* **ASSIGNED TASK**: Output only an exact transcription of the line containing "foreleg in the photo above accordingly." and all lines that follow it in the data below.

* **DATA RECORDS**:
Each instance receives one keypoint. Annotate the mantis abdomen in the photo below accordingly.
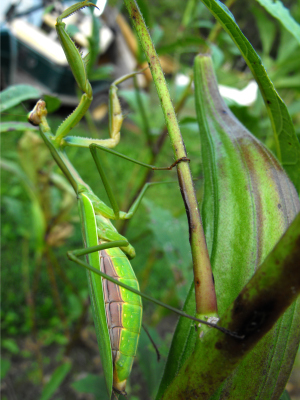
(123, 312)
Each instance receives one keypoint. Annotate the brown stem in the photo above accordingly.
(204, 287)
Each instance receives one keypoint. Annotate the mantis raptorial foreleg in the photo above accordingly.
(116, 300)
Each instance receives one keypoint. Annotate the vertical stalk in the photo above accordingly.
(204, 288)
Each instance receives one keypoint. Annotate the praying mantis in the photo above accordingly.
(116, 300)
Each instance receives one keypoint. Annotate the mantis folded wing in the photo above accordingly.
(116, 300)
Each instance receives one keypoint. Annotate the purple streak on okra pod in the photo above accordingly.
(204, 286)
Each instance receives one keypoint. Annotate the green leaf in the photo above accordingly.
(245, 212)
(280, 12)
(56, 380)
(287, 144)
(14, 95)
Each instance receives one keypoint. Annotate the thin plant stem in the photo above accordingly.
(204, 287)
(142, 112)
(155, 153)
(214, 33)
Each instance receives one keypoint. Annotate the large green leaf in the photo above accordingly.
(287, 144)
(248, 203)
(280, 12)
(14, 95)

* **SOLUTION FOR THIS EXERCISE**:
Each instance receives one keypoint. Annotate the mantis raptorial foreleg in the photo above accordingly.
(116, 300)
Each instance receives one keypoint. Annotate the vertical stalk in the photo above accordingly.
(204, 288)
Each instance receives one keypoint. Annotate the praying mantis in the photo above accordingly.
(116, 300)
Each instance receives one keypoint. Annotate the mantis folded wing in the photo above accordingly.
(116, 300)
Each instance receives one keypoint. Annotate the purple streak on okra pod in the photo above accordingly.
(204, 286)
Each instance receives one keypoint. Annotate the green leaf in the photo above accordingly.
(245, 212)
(280, 12)
(56, 380)
(287, 144)
(14, 95)
Each instance receives one keypoint. Annotate the thin plant stem in the photo above accordingly.
(204, 287)
(142, 112)
(155, 153)
(214, 33)
Each instance receives one keypoint. Annotate the large green leaf in the photo above accordingly.
(287, 144)
(248, 203)
(280, 12)
(14, 95)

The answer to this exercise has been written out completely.